### PROBLEM DESCRIPTION
A complete, unaltered copy of the listing is needed. Write it out.

### TASK DATA
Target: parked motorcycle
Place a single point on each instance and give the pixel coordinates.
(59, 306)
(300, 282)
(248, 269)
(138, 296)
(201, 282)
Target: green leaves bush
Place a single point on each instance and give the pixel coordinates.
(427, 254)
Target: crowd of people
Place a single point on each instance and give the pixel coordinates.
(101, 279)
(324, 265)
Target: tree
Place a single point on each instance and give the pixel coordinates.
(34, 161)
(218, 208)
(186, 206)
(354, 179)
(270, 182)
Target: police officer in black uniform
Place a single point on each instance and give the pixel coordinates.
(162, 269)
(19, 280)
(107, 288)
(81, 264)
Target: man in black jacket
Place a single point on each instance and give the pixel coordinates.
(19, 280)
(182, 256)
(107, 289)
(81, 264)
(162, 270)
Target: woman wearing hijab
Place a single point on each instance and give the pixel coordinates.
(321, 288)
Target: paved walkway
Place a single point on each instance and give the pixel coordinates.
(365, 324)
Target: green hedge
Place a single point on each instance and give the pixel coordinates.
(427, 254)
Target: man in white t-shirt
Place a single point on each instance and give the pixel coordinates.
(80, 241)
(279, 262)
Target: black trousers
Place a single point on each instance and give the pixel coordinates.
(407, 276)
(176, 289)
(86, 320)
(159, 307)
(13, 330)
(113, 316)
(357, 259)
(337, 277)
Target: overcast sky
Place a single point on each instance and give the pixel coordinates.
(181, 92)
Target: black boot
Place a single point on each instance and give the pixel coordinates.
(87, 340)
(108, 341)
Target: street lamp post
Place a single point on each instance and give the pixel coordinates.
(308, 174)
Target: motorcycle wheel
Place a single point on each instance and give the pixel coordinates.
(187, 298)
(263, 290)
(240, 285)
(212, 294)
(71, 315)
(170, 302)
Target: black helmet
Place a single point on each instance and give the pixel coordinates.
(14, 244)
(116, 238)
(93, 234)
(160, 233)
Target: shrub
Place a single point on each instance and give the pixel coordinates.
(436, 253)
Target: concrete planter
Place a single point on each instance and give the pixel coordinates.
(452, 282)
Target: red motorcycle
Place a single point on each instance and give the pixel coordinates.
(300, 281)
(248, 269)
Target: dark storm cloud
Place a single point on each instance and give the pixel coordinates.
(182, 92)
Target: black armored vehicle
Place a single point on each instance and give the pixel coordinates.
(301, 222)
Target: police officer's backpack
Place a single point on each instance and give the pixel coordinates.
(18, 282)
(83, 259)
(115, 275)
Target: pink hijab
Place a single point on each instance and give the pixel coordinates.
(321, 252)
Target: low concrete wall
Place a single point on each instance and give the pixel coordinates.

### YOUR RESPONSE
Target: parked motorcycle
Place a single point on each instance and give the pixel coordinates.
(59, 306)
(300, 282)
(248, 269)
(138, 296)
(201, 282)
Target: green leaves bush
Place a single point on each instance and give the pixel coordinates.
(427, 254)
Target: crowd of people
Place a single point on each instance and give the pixel coordinates.
(101, 279)
(324, 265)
Target: tree
Place a single point on each instance and give the pixel coordinates.
(34, 161)
(218, 208)
(186, 206)
(354, 179)
(270, 182)
Target: police officer in black uniform
Place a single point on each instance and give the pixel coordinates.
(162, 269)
(19, 280)
(107, 288)
(81, 264)
Target: man in black jacket
Place a single point on each instance and give the pixel coordinates.
(19, 280)
(182, 256)
(107, 289)
(81, 264)
(162, 270)
Target: woman wearing hijab
Place a single point on each instance and give the pixel coordinates.
(321, 288)
Target: paved walkway
Place a single point on each instance and give the pixel coordinates.
(365, 324)
Target: green hedge
Place a single point on each instance and give the pixel coordinates.
(427, 254)
Target: man in white t-shirt
Place a single point on each instance and give the pixel coordinates.
(80, 241)
(279, 262)
Target: black trousers
Place a single point on each instance and give the pixel coordinates.
(407, 276)
(176, 289)
(86, 320)
(159, 307)
(13, 330)
(113, 316)
(357, 259)
(337, 277)
Target: overcast sky
Place a single point on each instance and give the pixel coordinates.
(181, 92)
Target: black boot
Place a single point on each instance and give the pixel coordinates.
(87, 340)
(108, 341)
Target: street lamp post
Place a single point on each instance and give the pixel coordinates.
(308, 174)
Target: motorcycle wheel
Place a single point on each instance and give the pixel coordinates.
(187, 298)
(263, 290)
(240, 285)
(212, 294)
(71, 315)
(170, 302)
Target: black helmet
Place a single point on each instance and give the pixel coordinates.
(14, 244)
(116, 238)
(93, 234)
(160, 233)
Target: shrub
Place a single point on each instance and give the pixel coordinates.
(436, 253)
Target: concrete planter
Place a single point on each instance and give the pixel coordinates.
(452, 282)
Target: red motorcycle
Place a single point on each instance and give the pixel coordinates.
(300, 281)
(248, 269)
Target: dark storm cloud
Place a single point on each instance and give the pixel coordinates.
(182, 92)
Target: black armored vehicle
Place a single point on each instance and give the pixel coordinates.
(301, 222)
Target: police officer's backpack
Place a single point on each instance and give the pixel coordinates.
(18, 282)
(83, 259)
(115, 275)
Target: pink hijab
Place a single point on each instance and give the pixel coordinates.
(321, 252)
Target: low concrete wall
Place a single point on each instance and give the pixel coordinates.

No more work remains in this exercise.